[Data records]
=== Section Start ===

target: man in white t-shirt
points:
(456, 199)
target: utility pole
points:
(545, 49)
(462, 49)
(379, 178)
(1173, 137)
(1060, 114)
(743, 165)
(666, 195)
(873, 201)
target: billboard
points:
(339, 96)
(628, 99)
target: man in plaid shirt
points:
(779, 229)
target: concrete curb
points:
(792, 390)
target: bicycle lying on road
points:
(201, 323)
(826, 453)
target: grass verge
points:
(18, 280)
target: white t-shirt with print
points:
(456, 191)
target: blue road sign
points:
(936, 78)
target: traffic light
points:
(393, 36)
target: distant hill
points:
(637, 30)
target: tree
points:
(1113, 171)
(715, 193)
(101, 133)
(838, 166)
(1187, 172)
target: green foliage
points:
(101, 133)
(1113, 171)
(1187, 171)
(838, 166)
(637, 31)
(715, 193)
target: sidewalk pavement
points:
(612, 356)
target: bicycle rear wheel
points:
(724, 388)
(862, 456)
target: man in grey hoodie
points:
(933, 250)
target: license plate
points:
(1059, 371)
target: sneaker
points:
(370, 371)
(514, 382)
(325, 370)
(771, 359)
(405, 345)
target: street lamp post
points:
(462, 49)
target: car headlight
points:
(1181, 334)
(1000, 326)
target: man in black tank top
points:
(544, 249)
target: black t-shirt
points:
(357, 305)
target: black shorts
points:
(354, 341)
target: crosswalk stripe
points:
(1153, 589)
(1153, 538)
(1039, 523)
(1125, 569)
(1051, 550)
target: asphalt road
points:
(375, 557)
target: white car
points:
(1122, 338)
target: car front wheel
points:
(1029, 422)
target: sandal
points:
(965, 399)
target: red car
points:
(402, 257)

=== Section End ===

_Problem requirements_
Take the entries above and repeat them. Alter nothing.

_Exercise solution_
target: man in white t-shirt
points:
(456, 199)
target: utility pole
points:
(545, 49)
(462, 49)
(379, 178)
(1173, 137)
(1060, 114)
(743, 165)
(666, 195)
(873, 201)
target: billboard
points:
(339, 96)
(628, 99)
target: man in plaid shirt
points:
(779, 229)
target: concrete curb
points:
(792, 390)
target: bicycle lying on road
points:
(201, 323)
(826, 453)
target: grass verge
points:
(18, 280)
target: white t-shirt with print
points:
(456, 191)
target: blue road sign
points:
(936, 78)
target: traffic light
points:
(393, 36)
target: distant hill
points:
(637, 30)
target: tree
points:
(1113, 171)
(715, 193)
(101, 133)
(838, 166)
(1187, 172)
target: green foliage
points:
(101, 133)
(1113, 171)
(1187, 171)
(838, 166)
(637, 31)
(715, 193)
target: sidewalk pavement
points:
(612, 356)
target: bicycle rear wheel
points:
(724, 388)
(862, 456)
target: man in grey hoodie
points:
(933, 250)
target: license plate
points:
(1059, 371)
target: sneaker
points:
(370, 371)
(514, 382)
(325, 370)
(771, 359)
(405, 345)
target: street lamp post
points:
(462, 49)
target: car headlight
points:
(1181, 334)
(1000, 326)
target: man in black tank top
points:
(544, 249)
target: black t-shirt
points:
(357, 305)
target: black shorts
points:
(354, 341)
target: crosswalk stripe
points:
(1153, 589)
(1153, 538)
(1039, 523)
(1125, 569)
(1051, 550)
target: asphalt road
points:
(375, 557)
target: white car
points:
(1122, 338)
target: car front wheel
points:
(1029, 422)
target: sandal
points:
(965, 399)
target: red car
points:
(402, 257)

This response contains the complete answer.